▶ **Available data**
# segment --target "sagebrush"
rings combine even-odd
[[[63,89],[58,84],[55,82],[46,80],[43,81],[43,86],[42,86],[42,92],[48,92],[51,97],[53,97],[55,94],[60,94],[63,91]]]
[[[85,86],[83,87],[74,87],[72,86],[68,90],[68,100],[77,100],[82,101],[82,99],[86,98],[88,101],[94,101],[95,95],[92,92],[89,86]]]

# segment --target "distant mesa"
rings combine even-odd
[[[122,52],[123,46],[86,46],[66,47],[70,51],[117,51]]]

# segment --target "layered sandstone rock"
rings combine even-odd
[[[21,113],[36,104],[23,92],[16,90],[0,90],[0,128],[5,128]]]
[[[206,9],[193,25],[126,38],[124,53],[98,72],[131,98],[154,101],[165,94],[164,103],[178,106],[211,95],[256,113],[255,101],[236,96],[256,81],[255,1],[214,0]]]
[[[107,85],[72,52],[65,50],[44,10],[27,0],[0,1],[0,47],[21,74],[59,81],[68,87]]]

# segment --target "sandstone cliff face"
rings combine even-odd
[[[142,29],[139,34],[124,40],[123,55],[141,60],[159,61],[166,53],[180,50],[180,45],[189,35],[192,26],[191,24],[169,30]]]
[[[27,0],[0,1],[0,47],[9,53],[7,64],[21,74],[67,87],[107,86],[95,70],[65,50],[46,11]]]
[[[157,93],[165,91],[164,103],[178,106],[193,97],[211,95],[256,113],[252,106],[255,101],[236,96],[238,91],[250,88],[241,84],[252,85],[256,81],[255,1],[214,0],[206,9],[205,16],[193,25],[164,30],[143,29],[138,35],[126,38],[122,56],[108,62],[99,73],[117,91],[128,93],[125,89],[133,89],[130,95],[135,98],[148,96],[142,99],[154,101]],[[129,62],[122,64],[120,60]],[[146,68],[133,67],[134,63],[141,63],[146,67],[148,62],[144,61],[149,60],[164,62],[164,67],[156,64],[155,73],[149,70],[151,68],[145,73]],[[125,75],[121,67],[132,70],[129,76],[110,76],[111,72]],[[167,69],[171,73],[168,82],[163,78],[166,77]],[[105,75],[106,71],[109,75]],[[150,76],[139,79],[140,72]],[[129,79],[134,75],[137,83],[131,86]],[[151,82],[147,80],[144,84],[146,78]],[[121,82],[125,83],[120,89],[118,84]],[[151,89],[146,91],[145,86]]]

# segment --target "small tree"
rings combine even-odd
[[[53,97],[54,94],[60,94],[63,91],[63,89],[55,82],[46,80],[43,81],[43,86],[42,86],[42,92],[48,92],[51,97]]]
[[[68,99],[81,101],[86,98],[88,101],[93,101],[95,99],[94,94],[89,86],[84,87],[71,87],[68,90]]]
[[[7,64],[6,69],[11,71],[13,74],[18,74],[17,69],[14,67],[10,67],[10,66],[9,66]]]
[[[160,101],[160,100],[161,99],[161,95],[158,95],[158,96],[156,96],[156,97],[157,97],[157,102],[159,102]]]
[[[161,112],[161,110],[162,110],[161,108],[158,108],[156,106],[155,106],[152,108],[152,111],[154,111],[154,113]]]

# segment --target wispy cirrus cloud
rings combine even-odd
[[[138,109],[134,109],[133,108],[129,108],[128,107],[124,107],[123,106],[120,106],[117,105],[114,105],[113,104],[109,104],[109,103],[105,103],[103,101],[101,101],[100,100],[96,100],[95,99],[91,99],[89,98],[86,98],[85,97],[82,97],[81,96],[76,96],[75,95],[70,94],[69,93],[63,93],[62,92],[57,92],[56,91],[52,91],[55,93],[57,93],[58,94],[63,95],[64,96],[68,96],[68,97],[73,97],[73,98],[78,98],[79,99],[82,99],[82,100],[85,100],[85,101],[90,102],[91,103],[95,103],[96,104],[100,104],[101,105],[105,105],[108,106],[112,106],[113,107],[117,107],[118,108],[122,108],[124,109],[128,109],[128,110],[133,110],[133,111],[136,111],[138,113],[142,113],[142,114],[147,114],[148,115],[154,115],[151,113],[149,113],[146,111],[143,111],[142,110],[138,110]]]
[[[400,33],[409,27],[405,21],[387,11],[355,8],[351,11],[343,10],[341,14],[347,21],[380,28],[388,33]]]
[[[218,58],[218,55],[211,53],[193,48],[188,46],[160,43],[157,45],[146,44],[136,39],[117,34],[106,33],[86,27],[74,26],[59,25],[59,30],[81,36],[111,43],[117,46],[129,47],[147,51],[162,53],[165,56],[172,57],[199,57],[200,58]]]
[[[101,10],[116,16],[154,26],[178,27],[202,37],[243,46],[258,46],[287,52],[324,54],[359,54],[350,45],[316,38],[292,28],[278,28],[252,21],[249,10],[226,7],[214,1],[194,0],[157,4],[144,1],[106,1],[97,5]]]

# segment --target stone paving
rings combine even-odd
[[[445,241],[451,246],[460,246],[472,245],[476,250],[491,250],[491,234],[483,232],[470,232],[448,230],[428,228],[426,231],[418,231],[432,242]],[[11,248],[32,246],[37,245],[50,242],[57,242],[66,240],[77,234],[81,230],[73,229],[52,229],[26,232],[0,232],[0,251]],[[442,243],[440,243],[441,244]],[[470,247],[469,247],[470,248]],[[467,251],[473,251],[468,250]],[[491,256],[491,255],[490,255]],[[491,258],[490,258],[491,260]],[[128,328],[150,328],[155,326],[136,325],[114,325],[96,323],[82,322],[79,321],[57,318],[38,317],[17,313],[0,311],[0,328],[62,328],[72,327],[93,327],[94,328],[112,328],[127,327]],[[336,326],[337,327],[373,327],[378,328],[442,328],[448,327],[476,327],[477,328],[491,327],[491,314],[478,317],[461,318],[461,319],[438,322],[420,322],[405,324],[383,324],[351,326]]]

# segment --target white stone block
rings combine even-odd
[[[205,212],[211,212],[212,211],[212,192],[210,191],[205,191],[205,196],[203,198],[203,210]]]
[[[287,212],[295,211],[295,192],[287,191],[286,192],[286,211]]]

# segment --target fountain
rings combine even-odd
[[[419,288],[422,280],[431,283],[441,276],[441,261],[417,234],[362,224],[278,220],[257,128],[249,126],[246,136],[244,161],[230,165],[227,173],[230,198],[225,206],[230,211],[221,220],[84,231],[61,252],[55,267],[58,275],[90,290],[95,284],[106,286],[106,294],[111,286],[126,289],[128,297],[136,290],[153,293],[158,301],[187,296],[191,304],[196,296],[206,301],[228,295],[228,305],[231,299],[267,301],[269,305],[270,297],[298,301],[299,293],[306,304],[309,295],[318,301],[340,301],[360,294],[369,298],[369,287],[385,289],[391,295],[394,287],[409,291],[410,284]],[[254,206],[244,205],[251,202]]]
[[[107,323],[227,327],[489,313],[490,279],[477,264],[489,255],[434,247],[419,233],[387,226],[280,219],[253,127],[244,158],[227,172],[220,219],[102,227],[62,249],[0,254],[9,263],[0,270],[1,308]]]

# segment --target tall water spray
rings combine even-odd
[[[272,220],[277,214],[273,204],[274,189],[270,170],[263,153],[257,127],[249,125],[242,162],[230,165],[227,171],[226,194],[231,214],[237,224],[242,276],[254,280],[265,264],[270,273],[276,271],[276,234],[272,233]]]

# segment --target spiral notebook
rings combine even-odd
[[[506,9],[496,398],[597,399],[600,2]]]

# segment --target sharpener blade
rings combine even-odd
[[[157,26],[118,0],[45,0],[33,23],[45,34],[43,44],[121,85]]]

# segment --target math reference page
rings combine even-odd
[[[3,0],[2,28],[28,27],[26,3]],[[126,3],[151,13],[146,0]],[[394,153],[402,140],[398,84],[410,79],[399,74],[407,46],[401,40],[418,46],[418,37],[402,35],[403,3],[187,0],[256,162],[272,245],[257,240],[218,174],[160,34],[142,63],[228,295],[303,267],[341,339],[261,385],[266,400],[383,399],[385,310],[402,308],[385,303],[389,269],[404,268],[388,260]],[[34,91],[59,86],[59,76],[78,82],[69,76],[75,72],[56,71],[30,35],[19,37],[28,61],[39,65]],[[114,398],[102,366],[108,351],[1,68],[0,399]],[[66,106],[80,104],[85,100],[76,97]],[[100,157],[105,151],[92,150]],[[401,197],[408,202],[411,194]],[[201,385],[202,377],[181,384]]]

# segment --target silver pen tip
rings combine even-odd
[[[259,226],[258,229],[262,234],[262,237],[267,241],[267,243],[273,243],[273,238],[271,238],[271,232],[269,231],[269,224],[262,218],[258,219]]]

▶ **Exercise task**
Return the lines above, from the one containing "# segment --target tall water spray" to the end, exactly as they stand.

▶ **Completed task**
# segment --target tall water spray
rings combine even-odd
[[[272,220],[277,214],[273,204],[274,189],[270,170],[263,153],[257,127],[249,125],[242,162],[230,165],[227,171],[226,194],[231,214],[237,224],[242,276],[254,280],[265,264],[270,273],[276,271],[276,234],[272,233]]]

# segment --target spiral notebook
rings combine even-odd
[[[506,9],[496,398],[597,399],[600,2]]]

# segment --target sharpener blade
rings combine even-odd
[[[157,26],[118,0],[45,0],[33,23],[45,34],[43,44],[121,85]]]

# segment --target math reference page
rings combine even-odd
[[[3,0],[2,28],[28,27],[26,3]],[[126,3],[151,13],[146,0]],[[394,153],[402,140],[398,84],[410,79],[399,74],[407,46],[401,40],[418,46],[418,37],[402,35],[403,3],[187,0],[256,162],[272,245],[257,240],[218,174],[160,34],[142,63],[228,295],[303,267],[341,339],[261,385],[266,400],[383,399],[385,310],[402,308],[385,303],[389,269],[404,268],[388,260]],[[34,91],[59,86],[59,76],[78,82],[69,76],[75,72],[56,71],[30,35],[19,37],[28,61],[39,65]],[[114,398],[102,366],[108,351],[1,68],[0,399]],[[66,106],[80,104],[85,100],[76,97]],[[100,157],[105,151],[92,150]],[[401,197],[408,202],[411,194]],[[201,385],[202,377],[181,384]]]

# segment --target silver pen tip
rings combine even-odd
[[[259,226],[258,229],[262,234],[262,237],[267,241],[267,243],[273,243],[273,238],[271,238],[271,232],[269,231],[269,224],[262,218],[258,219]]]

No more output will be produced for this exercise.